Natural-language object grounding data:
>>>>

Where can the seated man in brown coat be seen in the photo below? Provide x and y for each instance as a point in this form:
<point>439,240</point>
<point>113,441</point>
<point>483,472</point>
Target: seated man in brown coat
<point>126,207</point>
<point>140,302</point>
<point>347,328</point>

<<<<

## What the exercise asks
Copy the lines above exactly, leaving every word as it is.

## Solution
Where can the seated man in brown coat be seen in the photo below? Provide x and y for each instance as a point in this form:
<point>439,240</point>
<point>113,441</point>
<point>483,472</point>
Target: seated man in brown coat
<point>126,207</point>
<point>140,302</point>
<point>347,328</point>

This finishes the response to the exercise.